* _To do_
Print the range of lines that opens with the line containing "one marker per instance, written like [101,67]" and closes with the last line of the listing. Include both ends; print nothing more.
>> START Excerpted data
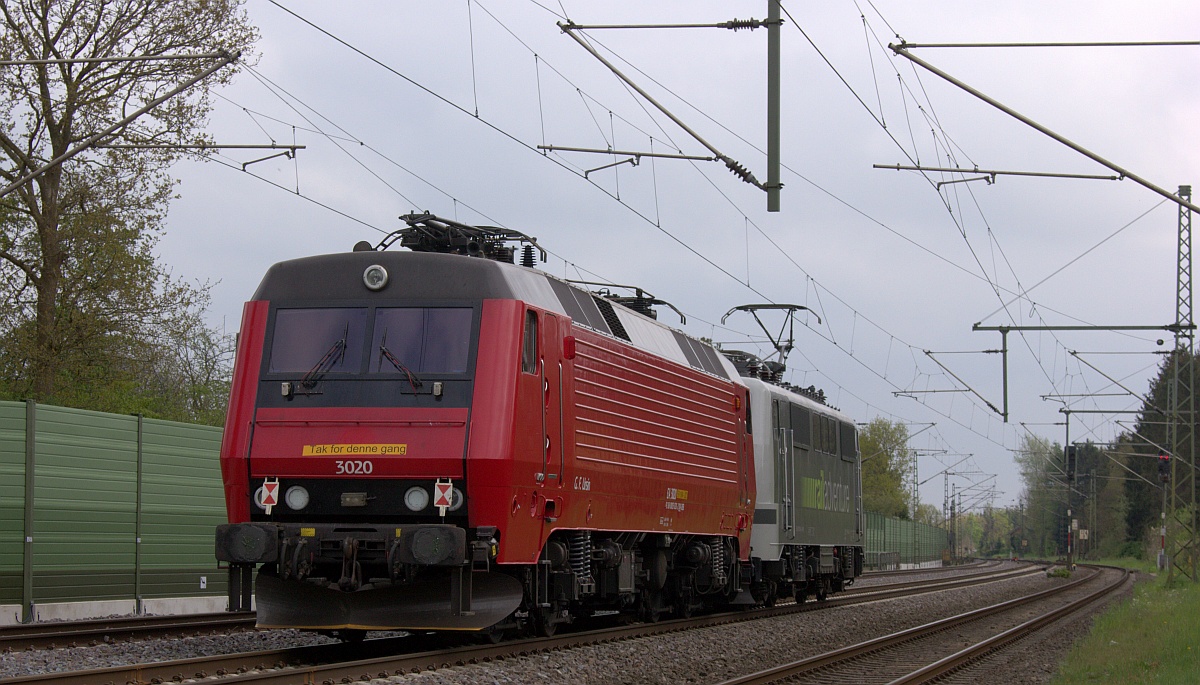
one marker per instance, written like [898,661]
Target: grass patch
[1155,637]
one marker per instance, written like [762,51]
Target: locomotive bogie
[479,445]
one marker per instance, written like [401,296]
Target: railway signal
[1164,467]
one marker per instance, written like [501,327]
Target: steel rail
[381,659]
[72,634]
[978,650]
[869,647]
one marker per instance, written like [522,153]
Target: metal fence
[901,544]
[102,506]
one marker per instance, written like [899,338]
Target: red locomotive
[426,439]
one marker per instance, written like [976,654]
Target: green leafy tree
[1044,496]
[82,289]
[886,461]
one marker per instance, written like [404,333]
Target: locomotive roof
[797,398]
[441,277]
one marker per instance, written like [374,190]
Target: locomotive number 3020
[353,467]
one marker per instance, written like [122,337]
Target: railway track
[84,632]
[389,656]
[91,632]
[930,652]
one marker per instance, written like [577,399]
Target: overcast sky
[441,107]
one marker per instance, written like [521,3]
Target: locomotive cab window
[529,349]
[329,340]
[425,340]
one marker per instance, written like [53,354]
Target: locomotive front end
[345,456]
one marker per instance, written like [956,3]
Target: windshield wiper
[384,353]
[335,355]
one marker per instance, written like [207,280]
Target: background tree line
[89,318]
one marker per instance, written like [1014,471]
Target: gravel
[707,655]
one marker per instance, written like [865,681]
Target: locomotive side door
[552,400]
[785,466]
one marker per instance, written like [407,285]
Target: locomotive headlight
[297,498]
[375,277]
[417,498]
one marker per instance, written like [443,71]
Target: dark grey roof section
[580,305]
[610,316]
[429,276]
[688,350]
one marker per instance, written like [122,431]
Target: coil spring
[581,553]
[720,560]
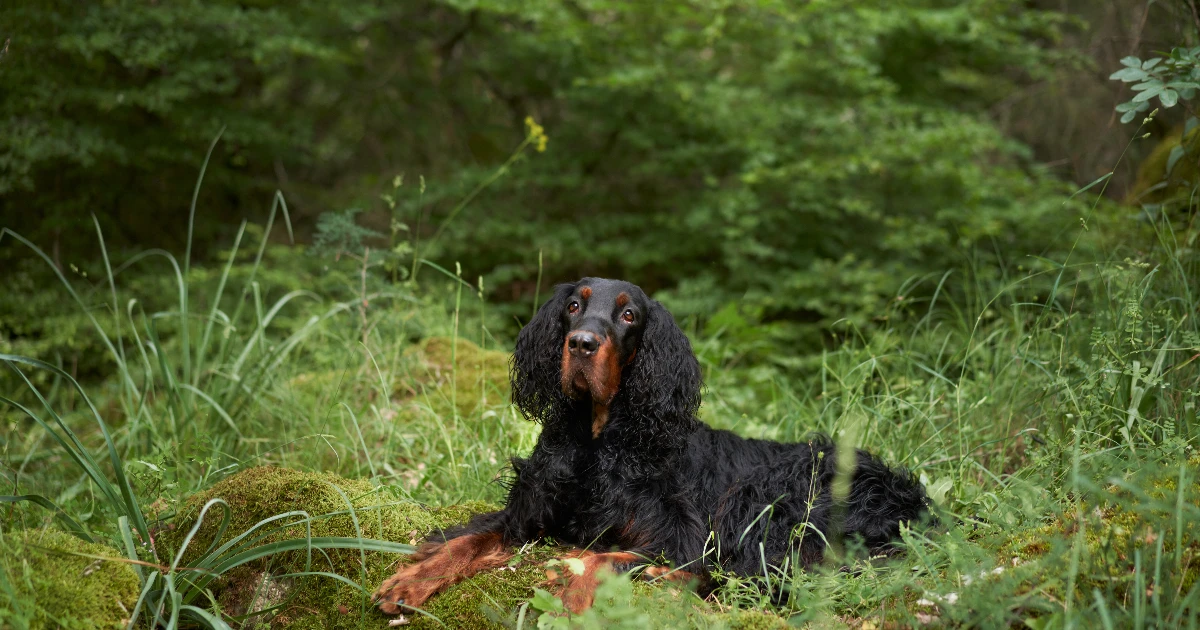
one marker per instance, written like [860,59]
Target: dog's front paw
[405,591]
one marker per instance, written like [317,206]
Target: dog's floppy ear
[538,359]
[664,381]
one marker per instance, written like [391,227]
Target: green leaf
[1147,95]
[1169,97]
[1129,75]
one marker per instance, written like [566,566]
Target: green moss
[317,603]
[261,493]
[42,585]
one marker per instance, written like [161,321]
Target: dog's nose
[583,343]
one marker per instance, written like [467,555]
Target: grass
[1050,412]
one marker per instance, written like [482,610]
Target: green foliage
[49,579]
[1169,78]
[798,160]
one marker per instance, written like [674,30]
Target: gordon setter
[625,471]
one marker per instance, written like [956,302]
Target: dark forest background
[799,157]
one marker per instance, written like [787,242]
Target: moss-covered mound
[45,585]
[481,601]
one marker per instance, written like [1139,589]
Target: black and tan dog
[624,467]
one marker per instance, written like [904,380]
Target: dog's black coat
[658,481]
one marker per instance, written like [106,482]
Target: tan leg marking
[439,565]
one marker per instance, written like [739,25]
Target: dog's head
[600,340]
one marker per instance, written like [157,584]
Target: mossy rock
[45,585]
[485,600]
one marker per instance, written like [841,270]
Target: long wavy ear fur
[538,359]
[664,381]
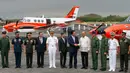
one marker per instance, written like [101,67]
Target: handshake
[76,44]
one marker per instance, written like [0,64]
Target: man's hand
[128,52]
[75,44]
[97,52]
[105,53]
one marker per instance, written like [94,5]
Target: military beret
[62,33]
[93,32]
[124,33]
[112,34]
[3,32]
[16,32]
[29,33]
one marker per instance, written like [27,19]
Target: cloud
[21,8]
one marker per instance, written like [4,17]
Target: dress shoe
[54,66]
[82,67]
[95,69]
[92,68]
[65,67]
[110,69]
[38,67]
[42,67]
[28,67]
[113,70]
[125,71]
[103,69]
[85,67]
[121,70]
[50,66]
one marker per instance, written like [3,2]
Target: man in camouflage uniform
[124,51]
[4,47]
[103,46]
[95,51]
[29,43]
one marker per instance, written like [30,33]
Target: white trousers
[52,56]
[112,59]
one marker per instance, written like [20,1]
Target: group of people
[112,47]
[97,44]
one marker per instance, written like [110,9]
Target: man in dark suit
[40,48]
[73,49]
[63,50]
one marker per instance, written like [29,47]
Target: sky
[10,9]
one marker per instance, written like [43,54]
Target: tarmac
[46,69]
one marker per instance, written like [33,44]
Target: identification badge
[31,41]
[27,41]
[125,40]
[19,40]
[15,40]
>> END Excerpted data
* _Solved exercise_
one marker per instance, written like [101,67]
Target: handshake
[76,44]
one marker per instance, written like [0,64]
Target: man's hand
[128,52]
[75,44]
[97,52]
[105,53]
one marker per instance, written like [94,5]
Target: military beret
[62,33]
[93,32]
[124,33]
[112,34]
[3,32]
[16,32]
[29,33]
one marker per instance, written like [27,19]
Target: cloud
[21,8]
one marker per instance, written like [4,17]
Target: dress shoe
[54,66]
[82,67]
[95,69]
[92,68]
[65,67]
[110,69]
[38,67]
[42,67]
[28,67]
[113,70]
[125,71]
[103,69]
[85,67]
[121,70]
[50,66]
one marker per instance, written like [3,2]
Target: man in camouflage uniform
[124,51]
[4,47]
[103,46]
[95,51]
[29,43]
one marker per instance, written like [30,33]
Target: white trousers
[52,56]
[112,59]
one marker per instance, written like [20,1]
Target: group of people
[112,47]
[97,44]
one marker per instance, written like [110,9]
Target: man in dark suit
[40,48]
[73,49]
[63,50]
one marker per instance, written like [29,47]
Target: sky
[10,9]
one marker per instance, written like [43,54]
Target: tarmac
[46,69]
one marker per instance, written like [33,44]
Target: identification badge
[31,41]
[27,41]
[125,40]
[19,40]
[15,40]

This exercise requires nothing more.